━━━━━ ENTRIES SHOWN

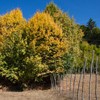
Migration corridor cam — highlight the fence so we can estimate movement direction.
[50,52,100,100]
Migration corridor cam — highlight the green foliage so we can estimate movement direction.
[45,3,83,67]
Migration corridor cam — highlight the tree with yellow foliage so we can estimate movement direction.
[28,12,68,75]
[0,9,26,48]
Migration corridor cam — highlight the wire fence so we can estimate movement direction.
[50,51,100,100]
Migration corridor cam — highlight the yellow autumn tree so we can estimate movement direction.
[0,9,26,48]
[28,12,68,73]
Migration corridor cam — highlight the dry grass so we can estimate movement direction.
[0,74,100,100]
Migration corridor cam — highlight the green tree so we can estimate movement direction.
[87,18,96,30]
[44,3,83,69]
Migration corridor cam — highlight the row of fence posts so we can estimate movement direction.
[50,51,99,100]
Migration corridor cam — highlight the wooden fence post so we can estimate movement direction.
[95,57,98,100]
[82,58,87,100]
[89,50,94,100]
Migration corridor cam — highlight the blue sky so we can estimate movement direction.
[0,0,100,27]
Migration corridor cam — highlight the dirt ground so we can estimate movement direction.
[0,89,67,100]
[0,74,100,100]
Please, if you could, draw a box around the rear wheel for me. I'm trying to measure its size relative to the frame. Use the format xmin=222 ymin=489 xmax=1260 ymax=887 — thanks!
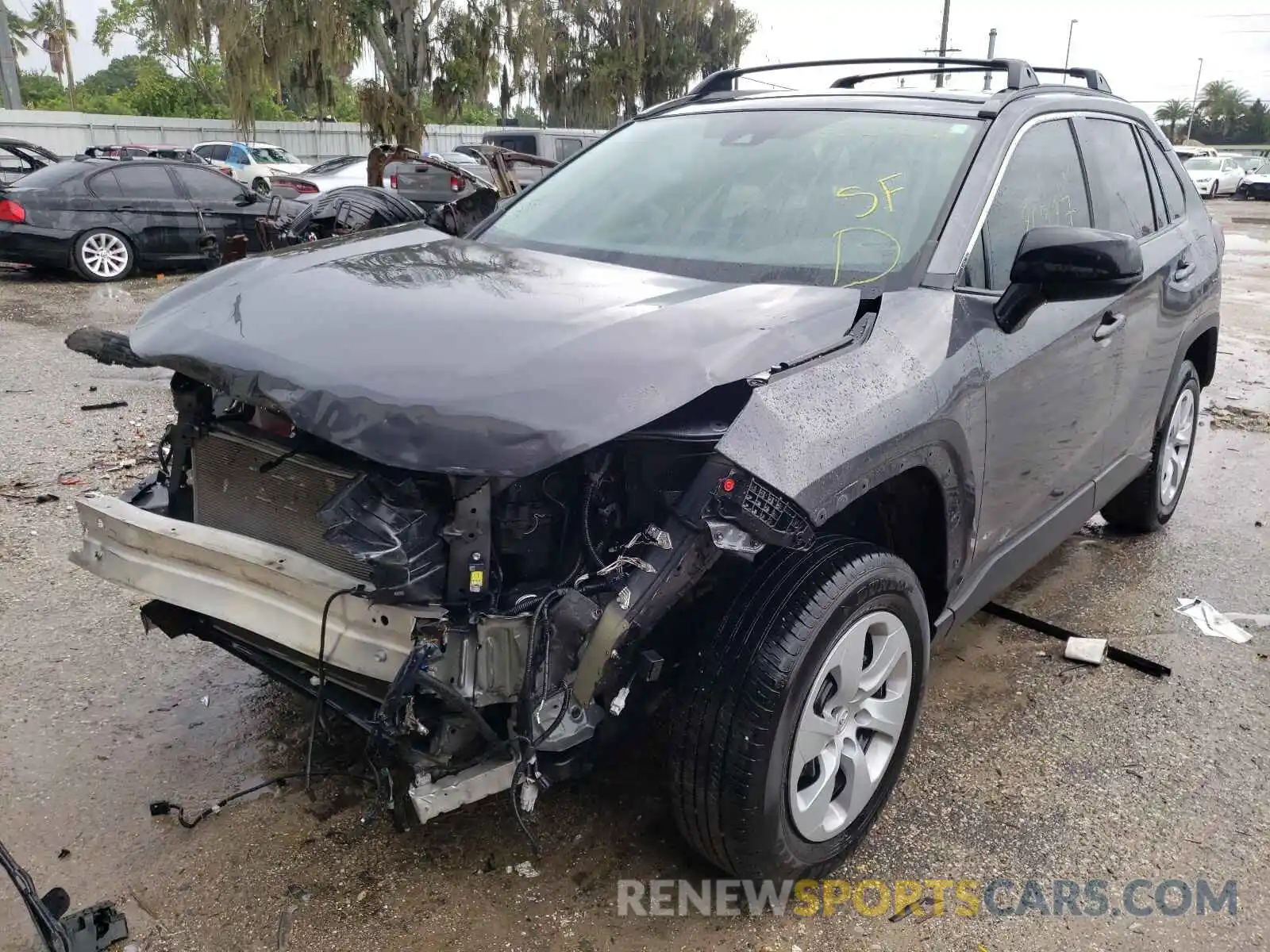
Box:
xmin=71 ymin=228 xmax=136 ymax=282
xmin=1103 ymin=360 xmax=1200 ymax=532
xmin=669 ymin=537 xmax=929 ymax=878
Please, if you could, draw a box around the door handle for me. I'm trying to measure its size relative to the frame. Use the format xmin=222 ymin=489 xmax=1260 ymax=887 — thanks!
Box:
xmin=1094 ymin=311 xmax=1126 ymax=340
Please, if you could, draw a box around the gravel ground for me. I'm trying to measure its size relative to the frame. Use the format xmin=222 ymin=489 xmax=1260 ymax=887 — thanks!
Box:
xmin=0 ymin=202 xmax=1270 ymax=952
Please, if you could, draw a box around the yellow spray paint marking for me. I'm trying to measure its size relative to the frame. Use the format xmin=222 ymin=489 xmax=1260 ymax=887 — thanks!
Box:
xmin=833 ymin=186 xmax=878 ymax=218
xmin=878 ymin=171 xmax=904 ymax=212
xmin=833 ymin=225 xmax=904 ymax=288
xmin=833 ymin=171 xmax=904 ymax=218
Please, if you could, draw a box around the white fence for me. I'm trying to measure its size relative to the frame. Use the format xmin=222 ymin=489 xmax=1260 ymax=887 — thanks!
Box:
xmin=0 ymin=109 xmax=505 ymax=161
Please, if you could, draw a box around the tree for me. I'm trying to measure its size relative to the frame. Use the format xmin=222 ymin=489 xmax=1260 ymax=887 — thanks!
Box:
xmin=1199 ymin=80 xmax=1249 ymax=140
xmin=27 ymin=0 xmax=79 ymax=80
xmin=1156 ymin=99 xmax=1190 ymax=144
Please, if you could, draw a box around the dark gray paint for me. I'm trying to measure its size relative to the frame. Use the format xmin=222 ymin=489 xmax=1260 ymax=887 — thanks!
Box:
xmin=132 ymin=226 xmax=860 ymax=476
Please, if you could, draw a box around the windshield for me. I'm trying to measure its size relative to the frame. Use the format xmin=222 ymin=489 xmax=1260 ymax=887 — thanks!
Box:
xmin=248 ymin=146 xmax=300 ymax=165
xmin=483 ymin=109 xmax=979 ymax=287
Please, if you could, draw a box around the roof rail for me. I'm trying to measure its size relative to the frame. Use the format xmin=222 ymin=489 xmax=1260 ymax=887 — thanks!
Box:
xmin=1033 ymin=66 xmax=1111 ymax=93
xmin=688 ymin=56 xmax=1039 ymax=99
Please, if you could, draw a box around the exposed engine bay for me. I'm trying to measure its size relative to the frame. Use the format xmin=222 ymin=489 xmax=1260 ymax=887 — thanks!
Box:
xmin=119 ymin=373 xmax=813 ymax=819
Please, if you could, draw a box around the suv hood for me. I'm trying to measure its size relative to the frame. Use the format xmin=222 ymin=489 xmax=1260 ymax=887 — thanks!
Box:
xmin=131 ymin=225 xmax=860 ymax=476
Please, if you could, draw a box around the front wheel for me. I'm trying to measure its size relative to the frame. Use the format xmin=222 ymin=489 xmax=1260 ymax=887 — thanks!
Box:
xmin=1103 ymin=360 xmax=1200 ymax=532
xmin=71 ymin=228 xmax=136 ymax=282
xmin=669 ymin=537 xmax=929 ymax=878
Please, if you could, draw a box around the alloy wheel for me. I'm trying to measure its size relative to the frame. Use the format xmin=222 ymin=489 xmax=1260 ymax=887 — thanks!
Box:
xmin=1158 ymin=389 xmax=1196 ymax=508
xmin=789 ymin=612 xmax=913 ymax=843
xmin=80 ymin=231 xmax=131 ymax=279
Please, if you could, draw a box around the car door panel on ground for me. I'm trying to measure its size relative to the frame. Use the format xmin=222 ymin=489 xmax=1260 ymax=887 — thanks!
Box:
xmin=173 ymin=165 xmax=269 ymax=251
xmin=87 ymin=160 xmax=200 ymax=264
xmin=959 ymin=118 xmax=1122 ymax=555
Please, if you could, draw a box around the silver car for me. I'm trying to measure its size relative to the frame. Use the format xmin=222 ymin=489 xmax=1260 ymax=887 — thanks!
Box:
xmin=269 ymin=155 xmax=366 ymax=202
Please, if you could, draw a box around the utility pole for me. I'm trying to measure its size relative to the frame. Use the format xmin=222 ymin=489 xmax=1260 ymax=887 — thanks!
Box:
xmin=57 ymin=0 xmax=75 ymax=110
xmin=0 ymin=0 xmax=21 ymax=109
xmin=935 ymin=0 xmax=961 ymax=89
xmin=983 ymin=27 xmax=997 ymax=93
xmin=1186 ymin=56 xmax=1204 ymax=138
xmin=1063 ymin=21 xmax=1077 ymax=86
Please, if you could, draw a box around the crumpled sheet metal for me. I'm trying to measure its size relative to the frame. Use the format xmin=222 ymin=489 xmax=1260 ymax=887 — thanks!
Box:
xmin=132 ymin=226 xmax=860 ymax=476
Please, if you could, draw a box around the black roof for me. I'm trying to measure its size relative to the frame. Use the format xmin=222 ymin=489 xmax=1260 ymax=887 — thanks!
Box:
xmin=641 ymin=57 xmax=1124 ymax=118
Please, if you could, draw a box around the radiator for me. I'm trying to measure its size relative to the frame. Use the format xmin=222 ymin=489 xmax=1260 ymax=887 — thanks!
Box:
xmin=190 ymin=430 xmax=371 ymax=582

━━━━━━━━━━
━━━━━ ENTRIES SHOWN

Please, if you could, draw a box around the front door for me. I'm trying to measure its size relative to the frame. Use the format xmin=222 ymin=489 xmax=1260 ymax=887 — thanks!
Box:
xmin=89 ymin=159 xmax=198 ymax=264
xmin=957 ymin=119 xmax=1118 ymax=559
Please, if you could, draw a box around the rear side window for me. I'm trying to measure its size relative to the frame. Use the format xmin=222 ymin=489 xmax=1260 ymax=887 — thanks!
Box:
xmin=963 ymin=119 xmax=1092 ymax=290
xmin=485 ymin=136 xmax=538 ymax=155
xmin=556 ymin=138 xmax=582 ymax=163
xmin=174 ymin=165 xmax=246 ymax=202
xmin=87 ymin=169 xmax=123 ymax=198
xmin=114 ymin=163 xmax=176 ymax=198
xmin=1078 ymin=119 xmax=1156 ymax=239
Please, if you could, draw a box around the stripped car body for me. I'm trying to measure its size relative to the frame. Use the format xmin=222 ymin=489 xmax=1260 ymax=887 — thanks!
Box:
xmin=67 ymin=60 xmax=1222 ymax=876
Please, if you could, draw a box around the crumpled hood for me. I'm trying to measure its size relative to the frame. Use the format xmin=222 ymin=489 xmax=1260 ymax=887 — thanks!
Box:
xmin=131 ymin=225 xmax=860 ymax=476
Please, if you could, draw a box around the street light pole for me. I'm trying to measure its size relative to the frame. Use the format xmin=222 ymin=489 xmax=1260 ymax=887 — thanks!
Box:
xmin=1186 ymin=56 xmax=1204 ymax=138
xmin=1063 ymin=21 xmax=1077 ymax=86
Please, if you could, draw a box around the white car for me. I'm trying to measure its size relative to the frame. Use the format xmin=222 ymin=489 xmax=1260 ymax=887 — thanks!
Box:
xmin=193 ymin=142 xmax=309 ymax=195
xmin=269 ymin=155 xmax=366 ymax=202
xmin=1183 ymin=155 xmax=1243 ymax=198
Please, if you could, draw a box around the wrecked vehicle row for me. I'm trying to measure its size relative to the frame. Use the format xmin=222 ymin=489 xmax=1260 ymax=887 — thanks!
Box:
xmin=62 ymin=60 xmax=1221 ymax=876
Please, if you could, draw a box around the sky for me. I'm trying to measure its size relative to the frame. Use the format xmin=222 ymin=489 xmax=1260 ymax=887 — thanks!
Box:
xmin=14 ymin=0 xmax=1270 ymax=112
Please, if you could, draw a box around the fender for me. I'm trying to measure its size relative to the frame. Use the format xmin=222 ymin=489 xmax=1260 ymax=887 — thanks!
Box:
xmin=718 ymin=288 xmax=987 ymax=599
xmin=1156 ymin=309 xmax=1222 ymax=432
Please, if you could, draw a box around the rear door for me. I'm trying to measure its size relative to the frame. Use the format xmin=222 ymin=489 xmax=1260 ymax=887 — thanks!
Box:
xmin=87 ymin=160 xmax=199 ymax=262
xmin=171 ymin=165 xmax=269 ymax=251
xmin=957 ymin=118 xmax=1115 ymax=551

━━━━━━━━━━

- [YOUR OBJECTIVE]: Retype the records lines between the one containing "Please, if you could, draw a box around the tree" and the one containing "xmin=483 ymin=109 xmax=979 ymax=287", inclusive, with no changes.

- [TASK SOLUTION]:
Please, if you could, draw a box around the tree for me. I'm trying to measure its size relative to the frame. Use the format xmin=222 ymin=489 xmax=1260 ymax=887 — thanks!
Box:
xmin=1199 ymin=80 xmax=1249 ymax=140
xmin=27 ymin=0 xmax=79 ymax=80
xmin=1156 ymin=99 xmax=1190 ymax=144
Please, if you could, draw a box around the dark gray paint for me. I'm trying to measure its size relative to the frame. Use the format xmin=222 ymin=489 xmax=1260 ymax=887 — thanks!
Box:
xmin=132 ymin=226 xmax=860 ymax=476
Please, if you could, draw a box around the windshield for me. I'm trying to measure its size relative to the frame. Use the format xmin=222 ymin=489 xmax=1260 ymax=887 — thanks!
Box:
xmin=248 ymin=146 xmax=300 ymax=165
xmin=483 ymin=109 xmax=979 ymax=287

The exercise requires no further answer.